Também Raul Minh’alma, heterónimo de Pedro Miguel Queirós, difundiu uma mensagem de incentivo à leitura, agora centrada nas temáticas do “amor próprio” e do “respeito pelo outro”. “É para isso que me chamam à escola. Nas palestras que dou falo sempre da minha experiência e do meu percurso de vida para, de alguma forma, ser uma inspiração para os jovens”, atalhou o engenheiro mecânico de formação.

Estreou-se na escrita em 2011 e oito anos depois era o autor mais vendido em Portugal com o livro Foi sem querer que te quis. “Acho que as pessoas são cada vez mais abertas a estas temáticas de desenvolvimento pessoal. Sou um fã deste género literário, gosto muito de consumir e de aprender com os livros. Procuro, por isso, que os meus livros também ensinem alguma coisa e que ajudem os leitores em algum momento das suas vidas”, disse Raul Minh’Alma.

Para o jovem autor (de 30 anos), que já conta com oito livros publicados, “a escrita requer mais trabalho do que talento, como diz o velho ditado, é 90% de transpiração e 10% de inspiração. Podemos sempre ter um momento de inspiração, mas escrever um livro exige muito trabalho e muita força de vontade”, ressalva Raul Minh’alma, que tem no escritor canadiano Robin Sharma a sua maior referência.

Alunos da Escola Padre Himalaya venceram Concurso “Quintos Leitores”

A 12.ª edição do Concurso Concelhio de Leitura “Quintos Leitores”, que se realizou no dia 20 de abril, no auditório da Casa das Artes, consagrou como grande vencedora a aluna Constança Oliveira (fã do escritor David Walliams), seguida de Maria Fernandes (admiradora de Isabel Alçada) e Camila Dias (leitora de Luísa Ducla Soares), todas da turma 5.º F, da Escola Básica Padre Himalaya (Távora).

*Problema proposto 1*. Resuma o texto em duas frases.
*Problema proposto 2*. Segundo o texto, com que livro Raul Minh’alma se tornou o autor mais vendido em Portugal?
*Problema proposto 3*. Reproduza o trecho do texto que vai de "Estreou-se na escrita" a "disse Raul Minh’Alma.".

*Registos guardados*.

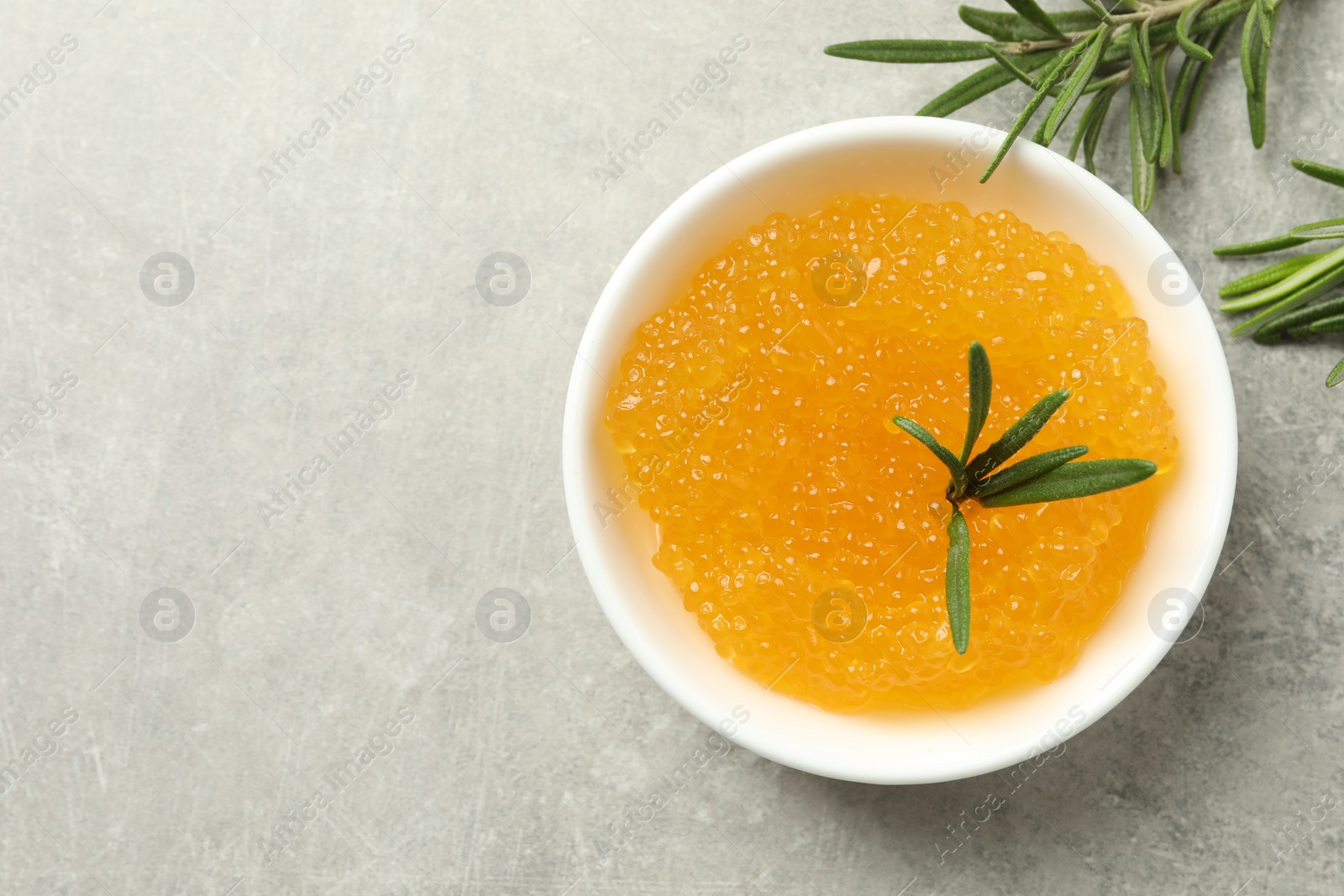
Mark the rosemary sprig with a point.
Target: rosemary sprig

==

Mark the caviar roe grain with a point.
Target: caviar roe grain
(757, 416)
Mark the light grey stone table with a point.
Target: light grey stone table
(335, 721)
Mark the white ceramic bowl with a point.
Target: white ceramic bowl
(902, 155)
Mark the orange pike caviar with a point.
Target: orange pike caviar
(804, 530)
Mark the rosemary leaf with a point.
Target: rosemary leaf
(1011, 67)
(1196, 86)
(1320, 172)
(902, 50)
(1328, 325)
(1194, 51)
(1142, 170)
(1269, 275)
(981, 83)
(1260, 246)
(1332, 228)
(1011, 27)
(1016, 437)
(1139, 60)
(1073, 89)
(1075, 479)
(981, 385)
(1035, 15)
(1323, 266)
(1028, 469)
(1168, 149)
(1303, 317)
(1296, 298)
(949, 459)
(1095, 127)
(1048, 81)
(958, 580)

---

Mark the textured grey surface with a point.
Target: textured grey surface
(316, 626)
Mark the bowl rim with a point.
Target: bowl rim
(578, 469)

*Resposta final 1*. Raul Minh’alma, heterónimo de Pedro Miguel Queirós, difundiu uma mensagem de incentivo à leitura centrada no amor próprio e no respeito pelo outro, e considera que a escrita requer mais trabalho do que talento. A 12.ª edição do Concurso Concelhio de Leitura “Quintos Leitores” foi vencida por Constança Oliveira, seguida de Maria Fernandes e Camila Dias, todas da turma 5.º F da Escola Básica Padre Himalaya.

*Resposta final 2*. Com o livro Foi sem querer que te quis.

*Resposta final 3*.
Estreou-se na escrita em 2011 e oito anos depois era o autor mais vendido em Portugal com o livro Foi sem querer que te quis. “Acho que as pessoas são cada vez mais abertas a estas temáticas de desenvolvimento pessoal. Sou um fã deste género literário, gosto muito de consumir e de aprender com os livros. Procuro, por isso, que os meus livros também ensinem alguma coisa e que ajudem os leitores em algum momento das suas vidas”, disse Raul Minh’Alma.